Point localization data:
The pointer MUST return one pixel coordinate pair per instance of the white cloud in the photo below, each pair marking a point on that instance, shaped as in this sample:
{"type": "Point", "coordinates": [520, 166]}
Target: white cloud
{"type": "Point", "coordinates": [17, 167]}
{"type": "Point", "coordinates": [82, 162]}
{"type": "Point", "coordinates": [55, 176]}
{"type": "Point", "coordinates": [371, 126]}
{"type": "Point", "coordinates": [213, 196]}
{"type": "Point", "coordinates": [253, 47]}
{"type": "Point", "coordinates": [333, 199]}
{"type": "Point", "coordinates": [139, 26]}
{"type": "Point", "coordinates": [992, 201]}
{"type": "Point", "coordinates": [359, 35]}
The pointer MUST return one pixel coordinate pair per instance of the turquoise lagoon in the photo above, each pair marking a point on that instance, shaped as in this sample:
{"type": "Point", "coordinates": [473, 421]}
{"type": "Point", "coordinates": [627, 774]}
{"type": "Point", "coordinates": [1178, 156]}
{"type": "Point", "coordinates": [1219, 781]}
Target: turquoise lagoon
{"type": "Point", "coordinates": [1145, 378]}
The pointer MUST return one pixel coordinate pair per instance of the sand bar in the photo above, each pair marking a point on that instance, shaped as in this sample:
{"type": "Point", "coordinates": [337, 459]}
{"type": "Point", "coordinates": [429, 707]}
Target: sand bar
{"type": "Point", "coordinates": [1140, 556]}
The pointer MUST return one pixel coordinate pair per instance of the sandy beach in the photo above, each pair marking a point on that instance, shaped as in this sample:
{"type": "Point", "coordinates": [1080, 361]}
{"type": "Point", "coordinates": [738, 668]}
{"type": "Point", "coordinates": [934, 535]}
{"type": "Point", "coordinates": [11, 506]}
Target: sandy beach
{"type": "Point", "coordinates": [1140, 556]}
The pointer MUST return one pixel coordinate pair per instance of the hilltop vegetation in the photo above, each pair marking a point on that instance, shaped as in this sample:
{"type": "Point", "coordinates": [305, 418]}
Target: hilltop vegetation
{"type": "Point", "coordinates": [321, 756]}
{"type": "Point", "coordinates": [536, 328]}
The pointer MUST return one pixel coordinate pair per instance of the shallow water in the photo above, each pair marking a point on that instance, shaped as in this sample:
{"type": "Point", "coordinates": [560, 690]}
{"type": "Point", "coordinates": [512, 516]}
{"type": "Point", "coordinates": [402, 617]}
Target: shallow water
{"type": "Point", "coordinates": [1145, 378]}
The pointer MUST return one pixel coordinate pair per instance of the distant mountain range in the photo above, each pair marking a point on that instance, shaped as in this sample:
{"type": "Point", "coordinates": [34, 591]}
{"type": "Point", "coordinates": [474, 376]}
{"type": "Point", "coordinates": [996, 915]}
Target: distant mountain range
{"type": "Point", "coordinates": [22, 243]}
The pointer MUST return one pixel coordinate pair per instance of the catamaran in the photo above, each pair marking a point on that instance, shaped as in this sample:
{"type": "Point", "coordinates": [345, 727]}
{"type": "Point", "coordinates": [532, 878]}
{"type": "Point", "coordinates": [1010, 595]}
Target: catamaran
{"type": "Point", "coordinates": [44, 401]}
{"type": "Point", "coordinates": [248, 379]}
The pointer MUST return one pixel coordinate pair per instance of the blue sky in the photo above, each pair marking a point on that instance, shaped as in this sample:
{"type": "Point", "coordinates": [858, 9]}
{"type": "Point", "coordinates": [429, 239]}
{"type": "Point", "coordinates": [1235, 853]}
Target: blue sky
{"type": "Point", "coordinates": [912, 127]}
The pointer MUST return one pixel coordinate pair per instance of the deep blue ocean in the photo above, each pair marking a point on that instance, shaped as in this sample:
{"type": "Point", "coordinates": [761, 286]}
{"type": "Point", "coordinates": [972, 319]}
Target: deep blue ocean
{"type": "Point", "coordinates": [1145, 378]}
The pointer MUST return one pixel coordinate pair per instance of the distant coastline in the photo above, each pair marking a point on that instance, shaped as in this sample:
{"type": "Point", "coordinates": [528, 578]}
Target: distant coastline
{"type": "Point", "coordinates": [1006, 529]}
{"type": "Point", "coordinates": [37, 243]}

Problem to solve: What is needed is an exact copy of the lines from the one containing "Target: deep blue ocean" to the end of the data; please add nothing else.

Response to this exercise:
Target: deep blue ocean
{"type": "Point", "coordinates": [1145, 378]}
The pointer MUST return one pixel coordinate pair per instance of the distant coastline in the photo above, each pair marking a point on that instance, shaped as in this sample:
{"type": "Point", "coordinates": [528, 578]}
Target: distant coastline
{"type": "Point", "coordinates": [1006, 529]}
{"type": "Point", "coordinates": [37, 243]}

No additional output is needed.